Image point grounding data
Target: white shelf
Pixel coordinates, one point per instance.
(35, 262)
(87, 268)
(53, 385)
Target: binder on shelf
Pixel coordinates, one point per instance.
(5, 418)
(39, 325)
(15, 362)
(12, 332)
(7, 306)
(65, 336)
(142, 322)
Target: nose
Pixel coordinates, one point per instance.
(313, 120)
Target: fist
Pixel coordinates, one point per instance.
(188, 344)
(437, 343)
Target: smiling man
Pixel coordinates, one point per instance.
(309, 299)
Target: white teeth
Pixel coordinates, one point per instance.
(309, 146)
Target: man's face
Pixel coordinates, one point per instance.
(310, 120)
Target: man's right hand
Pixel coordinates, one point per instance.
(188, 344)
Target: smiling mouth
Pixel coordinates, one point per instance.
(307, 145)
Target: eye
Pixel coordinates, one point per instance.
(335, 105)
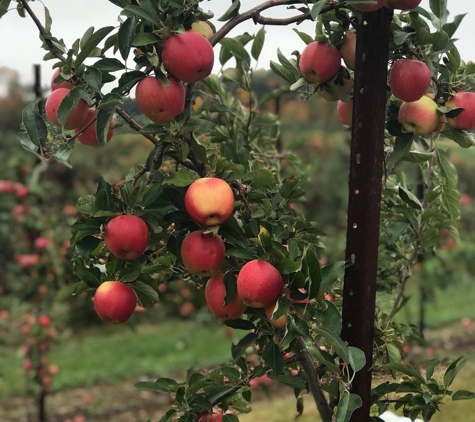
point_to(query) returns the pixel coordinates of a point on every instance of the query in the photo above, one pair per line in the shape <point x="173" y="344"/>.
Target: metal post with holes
<point x="366" y="172"/>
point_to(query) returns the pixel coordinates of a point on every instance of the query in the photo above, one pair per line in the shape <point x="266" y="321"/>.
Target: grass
<point x="115" y="354"/>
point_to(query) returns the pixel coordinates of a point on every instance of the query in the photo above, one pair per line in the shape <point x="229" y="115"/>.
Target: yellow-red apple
<point x="202" y="254"/>
<point x="63" y="84"/>
<point x="209" y="201"/>
<point x="319" y="62"/>
<point x="76" y="117"/>
<point x="345" y="112"/>
<point x="409" y="79"/>
<point x="403" y="4"/>
<point x="420" y="117"/>
<point x="189" y="57"/>
<point x="202" y="28"/>
<point x="466" y="119"/>
<point x="259" y="283"/>
<point x="114" y="301"/>
<point x="215" y="292"/>
<point x="339" y="84"/>
<point x="160" y="102"/>
<point x="126" y="236"/>
<point x="348" y="49"/>
<point x="367" y="7"/>
<point x="89" y="136"/>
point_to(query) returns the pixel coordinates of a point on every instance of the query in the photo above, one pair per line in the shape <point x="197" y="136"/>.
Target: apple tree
<point x="216" y="210"/>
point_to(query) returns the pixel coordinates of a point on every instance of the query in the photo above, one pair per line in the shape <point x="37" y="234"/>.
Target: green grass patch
<point x="117" y="353"/>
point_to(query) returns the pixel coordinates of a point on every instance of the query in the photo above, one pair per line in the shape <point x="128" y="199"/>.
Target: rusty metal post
<point x="366" y="172"/>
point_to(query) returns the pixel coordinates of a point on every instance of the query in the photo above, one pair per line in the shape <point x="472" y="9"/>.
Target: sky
<point x="20" y="46"/>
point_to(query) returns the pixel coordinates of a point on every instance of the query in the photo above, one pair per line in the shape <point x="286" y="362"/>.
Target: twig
<point x="314" y="381"/>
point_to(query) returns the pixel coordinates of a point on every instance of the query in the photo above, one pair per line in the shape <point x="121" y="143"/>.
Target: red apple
<point x="279" y="322"/>
<point x="76" y="117"/>
<point x="410" y="79"/>
<point x="348" y="49"/>
<point x="202" y="28"/>
<point x="259" y="283"/>
<point x="7" y="186"/>
<point x="420" y="117"/>
<point x="466" y="119"/>
<point x="319" y="62"/>
<point x="89" y="136"/>
<point x="403" y="4"/>
<point x="159" y="102"/>
<point x="215" y="292"/>
<point x="202" y="254"/>
<point x="189" y="57"/>
<point x="41" y="243"/>
<point x="209" y="201"/>
<point x="339" y="84"/>
<point x="369" y="7"/>
<point x="63" y="84"/>
<point x="114" y="301"/>
<point x="126" y="236"/>
<point x="345" y="112"/>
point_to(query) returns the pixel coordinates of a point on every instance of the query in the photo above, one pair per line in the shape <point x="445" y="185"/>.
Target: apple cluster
<point x="82" y="118"/>
<point x="187" y="57"/>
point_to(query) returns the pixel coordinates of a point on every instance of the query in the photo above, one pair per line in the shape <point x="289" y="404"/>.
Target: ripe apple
<point x="202" y="28"/>
<point x="348" y="49"/>
<point x="420" y="117"/>
<point x="7" y="186"/>
<point x="369" y="7"/>
<point x="259" y="283"/>
<point x="215" y="292"/>
<point x="114" y="301"/>
<point x="466" y="119"/>
<point x="62" y="84"/>
<point x="159" y="102"/>
<point x="403" y="4"/>
<point x="89" y="136"/>
<point x="209" y="201"/>
<point x="339" y="84"/>
<point x="345" y="112"/>
<point x="189" y="57"/>
<point x="76" y="117"/>
<point x="202" y="254"/>
<point x="319" y="62"/>
<point x="279" y="322"/>
<point x="410" y="79"/>
<point x="126" y="236"/>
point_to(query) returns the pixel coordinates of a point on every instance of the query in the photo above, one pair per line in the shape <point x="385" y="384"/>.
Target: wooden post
<point x="366" y="172"/>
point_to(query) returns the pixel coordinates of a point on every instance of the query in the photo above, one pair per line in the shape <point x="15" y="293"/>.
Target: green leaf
<point x="34" y="124"/>
<point x="272" y="355"/>
<point x="463" y="395"/>
<point x="180" y="178"/>
<point x="146" y="294"/>
<point x="4" y="5"/>
<point x="231" y="12"/>
<point x="91" y="44"/>
<point x="258" y="43"/>
<point x="347" y="405"/>
<point x="409" y="198"/>
<point x="93" y="77"/>
<point x="125" y="36"/>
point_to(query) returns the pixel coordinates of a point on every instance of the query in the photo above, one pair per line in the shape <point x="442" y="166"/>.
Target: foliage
<point x="235" y="141"/>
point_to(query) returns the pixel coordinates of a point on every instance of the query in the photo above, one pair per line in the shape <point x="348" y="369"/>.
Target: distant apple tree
<point x="304" y="338"/>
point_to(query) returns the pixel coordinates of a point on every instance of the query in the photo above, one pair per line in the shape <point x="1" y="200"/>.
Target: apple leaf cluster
<point x="213" y="135"/>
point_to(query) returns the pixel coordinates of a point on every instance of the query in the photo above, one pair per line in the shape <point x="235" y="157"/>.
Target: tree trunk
<point x="366" y="172"/>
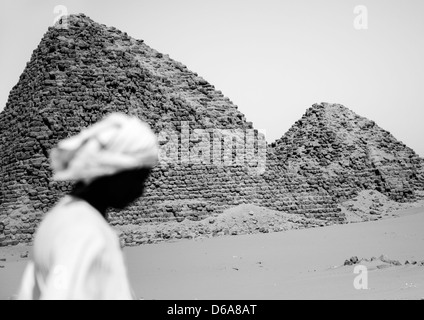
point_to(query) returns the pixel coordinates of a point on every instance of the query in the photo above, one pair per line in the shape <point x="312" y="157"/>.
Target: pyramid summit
<point x="347" y="153"/>
<point x="81" y="73"/>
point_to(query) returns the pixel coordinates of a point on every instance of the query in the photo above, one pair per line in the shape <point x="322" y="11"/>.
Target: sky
<point x="272" y="58"/>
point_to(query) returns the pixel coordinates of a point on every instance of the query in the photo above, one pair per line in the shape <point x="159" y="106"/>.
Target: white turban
<point x="115" y="144"/>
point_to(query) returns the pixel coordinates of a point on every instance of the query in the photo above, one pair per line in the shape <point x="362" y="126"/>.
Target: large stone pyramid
<point x="343" y="153"/>
<point x="79" y="74"/>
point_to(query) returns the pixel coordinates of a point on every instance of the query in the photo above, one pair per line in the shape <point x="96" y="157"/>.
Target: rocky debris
<point x="352" y="261"/>
<point x="78" y="75"/>
<point x="383" y="258"/>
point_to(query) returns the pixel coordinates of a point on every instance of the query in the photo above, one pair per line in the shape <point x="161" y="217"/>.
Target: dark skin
<point x="116" y="191"/>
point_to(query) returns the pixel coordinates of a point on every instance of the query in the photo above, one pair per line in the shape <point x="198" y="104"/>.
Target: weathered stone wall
<point x="343" y="153"/>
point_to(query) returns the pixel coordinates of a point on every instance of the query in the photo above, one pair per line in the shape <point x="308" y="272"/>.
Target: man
<point x="77" y="255"/>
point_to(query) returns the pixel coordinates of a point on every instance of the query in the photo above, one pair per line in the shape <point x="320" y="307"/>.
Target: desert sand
<point x="296" y="264"/>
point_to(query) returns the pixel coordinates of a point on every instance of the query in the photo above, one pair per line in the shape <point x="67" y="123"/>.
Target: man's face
<point x="125" y="187"/>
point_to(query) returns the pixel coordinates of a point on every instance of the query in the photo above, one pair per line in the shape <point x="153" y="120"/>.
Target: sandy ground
<point x="297" y="264"/>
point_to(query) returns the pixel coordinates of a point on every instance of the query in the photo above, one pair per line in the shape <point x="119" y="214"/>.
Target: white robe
<point x="77" y="256"/>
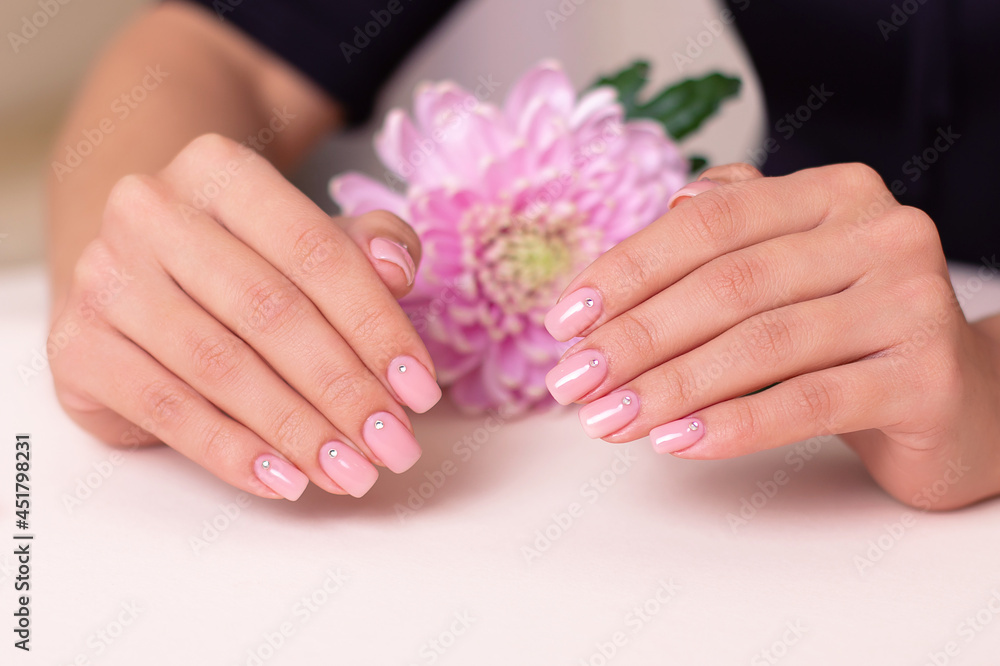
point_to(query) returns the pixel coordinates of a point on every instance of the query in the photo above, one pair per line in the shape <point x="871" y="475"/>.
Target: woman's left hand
<point x="818" y="281"/>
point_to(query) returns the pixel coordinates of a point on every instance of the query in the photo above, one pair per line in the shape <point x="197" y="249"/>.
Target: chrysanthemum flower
<point x="510" y="203"/>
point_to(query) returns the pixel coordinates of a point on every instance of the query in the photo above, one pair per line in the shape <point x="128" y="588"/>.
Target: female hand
<point x="818" y="280"/>
<point x="223" y="313"/>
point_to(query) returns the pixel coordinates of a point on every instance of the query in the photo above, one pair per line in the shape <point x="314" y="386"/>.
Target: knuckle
<point x="914" y="228"/>
<point x="743" y="424"/>
<point x="640" y="335"/>
<point x="342" y="388"/>
<point x="814" y="400"/>
<point x="735" y="279"/>
<point x="211" y="148"/>
<point x="215" y="358"/>
<point x="629" y="268"/>
<point x="769" y="339"/>
<point x="267" y="304"/>
<point x="859" y="177"/>
<point x="382" y="218"/>
<point x="679" y="385"/>
<point x="709" y="219"/>
<point x="93" y="266"/>
<point x="734" y="171"/>
<point x="163" y="404"/>
<point x="316" y="250"/>
<point x="367" y="321"/>
<point x="929" y="295"/>
<point x="131" y="193"/>
<point x="289" y="428"/>
<point x="219" y="444"/>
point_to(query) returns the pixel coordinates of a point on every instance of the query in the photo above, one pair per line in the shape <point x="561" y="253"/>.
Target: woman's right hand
<point x="221" y="312"/>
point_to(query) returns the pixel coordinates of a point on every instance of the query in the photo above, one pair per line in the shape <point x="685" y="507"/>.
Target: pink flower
<point x="510" y="204"/>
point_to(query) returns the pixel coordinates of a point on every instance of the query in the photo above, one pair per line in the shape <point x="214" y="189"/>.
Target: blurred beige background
<point x="483" y="37"/>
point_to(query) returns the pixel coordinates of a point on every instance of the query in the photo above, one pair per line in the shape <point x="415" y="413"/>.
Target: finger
<point x="716" y="222"/>
<point x="847" y="398"/>
<point x="279" y="223"/>
<point x="249" y="297"/>
<point x="138" y="388"/>
<point x="701" y="306"/>
<point x="733" y="172"/>
<point x="391" y="246"/>
<point x="772" y="347"/>
<point x="712" y="178"/>
<point x="225" y="370"/>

* **Assignment**
Set down verbatim only the lines between the start of the data above and the line with "Target: man's right hand", both boundaries included.

* **Solution to the exercise**
Target: white shelf
Pixel coordinates, one point per instance.
(35, 262)
(87, 268)
(53, 385)
Target: binder on shelf
Pixel coordinates, one point per instance.
(5, 418)
(39, 325)
(15, 362)
(12, 332)
(7, 306)
(65, 336)
(142, 322)
Target: nose
Pixel coordinates, one point per instance.
(313, 120)
Target: fist
Pixel coordinates, one point per instance.
(188, 344)
(437, 343)
Target: smiling man
Pixel coordinates, one point per instance.
(309, 299)
Target: white teeth
Pixel coordinates, one point per instance.
(309, 146)
Target: man's face
Pixel coordinates, one point per instance.
(310, 120)
Target: man's right hand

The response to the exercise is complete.